-------- Record extracts --------
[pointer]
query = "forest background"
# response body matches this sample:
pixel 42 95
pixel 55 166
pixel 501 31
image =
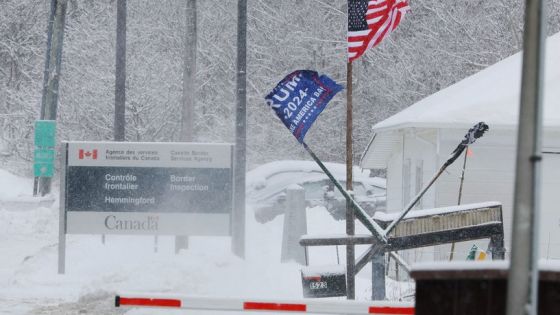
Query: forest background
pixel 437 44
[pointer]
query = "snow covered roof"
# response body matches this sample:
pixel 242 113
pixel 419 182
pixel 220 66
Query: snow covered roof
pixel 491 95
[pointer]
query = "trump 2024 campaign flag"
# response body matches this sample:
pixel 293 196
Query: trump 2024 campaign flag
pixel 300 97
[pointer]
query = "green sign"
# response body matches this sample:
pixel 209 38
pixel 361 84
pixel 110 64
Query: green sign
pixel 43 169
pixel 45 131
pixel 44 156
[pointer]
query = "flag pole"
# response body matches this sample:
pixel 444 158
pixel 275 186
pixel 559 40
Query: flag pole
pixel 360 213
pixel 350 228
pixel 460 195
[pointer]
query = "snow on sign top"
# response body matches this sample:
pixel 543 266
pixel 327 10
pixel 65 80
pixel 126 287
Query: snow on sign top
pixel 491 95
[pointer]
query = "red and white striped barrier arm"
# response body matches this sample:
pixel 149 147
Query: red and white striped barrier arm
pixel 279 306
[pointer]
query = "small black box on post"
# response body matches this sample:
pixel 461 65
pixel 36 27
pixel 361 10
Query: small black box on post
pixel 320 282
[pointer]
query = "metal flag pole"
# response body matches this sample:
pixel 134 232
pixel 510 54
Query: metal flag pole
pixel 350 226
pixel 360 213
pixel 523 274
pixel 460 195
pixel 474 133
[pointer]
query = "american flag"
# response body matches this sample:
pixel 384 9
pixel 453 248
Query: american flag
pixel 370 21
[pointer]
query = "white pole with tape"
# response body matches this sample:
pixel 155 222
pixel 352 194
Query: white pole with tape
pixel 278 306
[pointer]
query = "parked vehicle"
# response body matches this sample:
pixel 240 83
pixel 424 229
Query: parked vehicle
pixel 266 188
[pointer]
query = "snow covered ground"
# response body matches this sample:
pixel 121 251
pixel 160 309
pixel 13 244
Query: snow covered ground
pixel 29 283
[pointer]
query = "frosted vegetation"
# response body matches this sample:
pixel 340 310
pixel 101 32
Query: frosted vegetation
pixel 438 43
--------
## What to do
Of the entries above, repeat exactly the lines from the line with "pixel 510 54" through the line with "pixel 340 310", both of them included.

## Exercise answer
pixel 510 54
Query: metal flag pole
pixel 350 226
pixel 360 213
pixel 523 274
pixel 460 195
pixel 474 133
[pointer]
query = "american flag"
# response body matches this sample:
pixel 384 9
pixel 453 248
Query: american flag
pixel 370 21
[pointer]
query = "white pole with tape"
# response body matches this sample:
pixel 155 222
pixel 352 194
Query: white pole with tape
pixel 278 306
[pointer]
query = "parked vehicle"
# response body matches this sample:
pixel 240 83
pixel 424 229
Query: parked vehicle
pixel 266 188
[pointer]
query = "snow covered ground"
# response body matches this sample:
pixel 121 251
pixel 160 309
pixel 13 244
Query: snow covered ground
pixel 29 283
[pointer]
query = "frosted vegetation"
# response body matches this sample:
pixel 340 310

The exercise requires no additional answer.